EXERCISE GOAL: For each numbered statement, say yes or no depending on whether it agrees with the garden journal essay, and quote the essay's deciding words. 1. The garden in the writer's front yard was a birthday present from the writer's husband. 2. The new journal came with a blue ribbon for marking pages. 3. The writer's husband chose the flowers for the garden.

(DOCUMENT PASSAGE)

A Good Way to Grow

Writing about gardening is good for the soul.

BY: Eva Shaw, Ph.D.

I am asking you to look at keeping a garden journal. It's good for the soul, it's good therapy, and it's a good way to grow.

Just today I've received a new one -- a hard cover that's stripped like garden onions, with a silky marigold-colored ribbon to mark the progression of my journaling.

The journal is pristine, clean and fresh, much like my cutting garden was less than a year ago. Soon, the journal will be spilling over with words like my new garden.

Gardens and journals are much the same -- they start with dreams. The one in my front yard was a birthday present from my husband. He hauled bricks, sweated over cement, wheeled in topsoil, all in the name of love. I choose the flowers. I dug in the dirt to create a bit of paradise joining with nature.

(End DOCUMENT PASSAGE)
(GIVEN DATA)

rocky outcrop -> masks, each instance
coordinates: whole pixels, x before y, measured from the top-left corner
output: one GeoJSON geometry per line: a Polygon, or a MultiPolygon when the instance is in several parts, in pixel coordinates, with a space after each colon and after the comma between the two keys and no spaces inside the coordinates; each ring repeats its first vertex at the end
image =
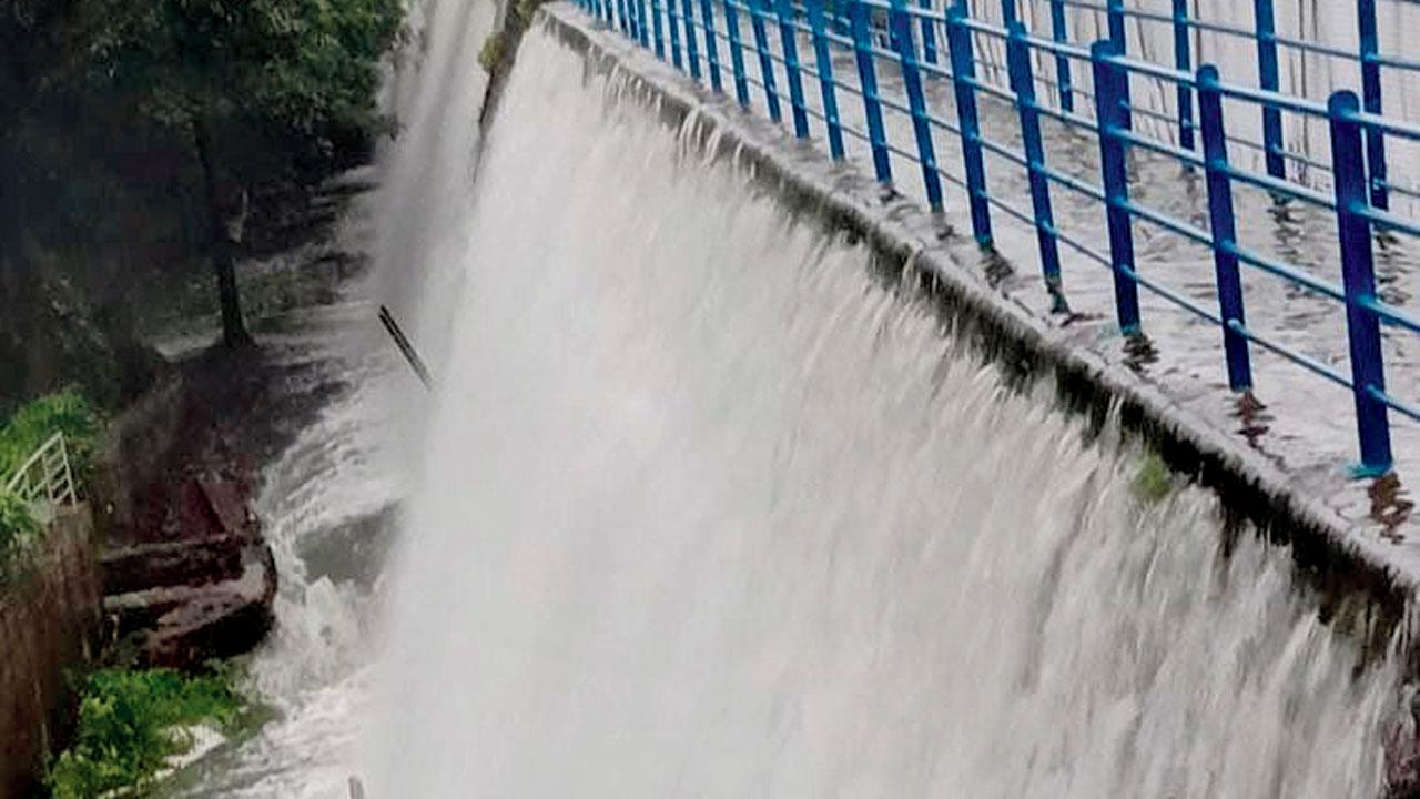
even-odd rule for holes
{"type": "Polygon", "coordinates": [[[278,445],[261,409],[280,375],[260,351],[178,370],[114,425],[95,478],[99,566],[115,660],[197,670],[250,651],[273,624],[275,563],[250,503],[278,445]]]}
{"type": "Polygon", "coordinates": [[[271,630],[275,562],[260,540],[131,547],[109,553],[104,573],[106,583],[135,589],[104,599],[121,658],[195,670],[250,651],[271,630]]]}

(End GIVEN DATA)

SOLUTION BELOW:
1. Yes: "The one in my front yard was a birthday present from my husband."
2. No: "with a silky marigold-colored ribbon to mark the progression of my journaling"
3. No: "I choose the flowers."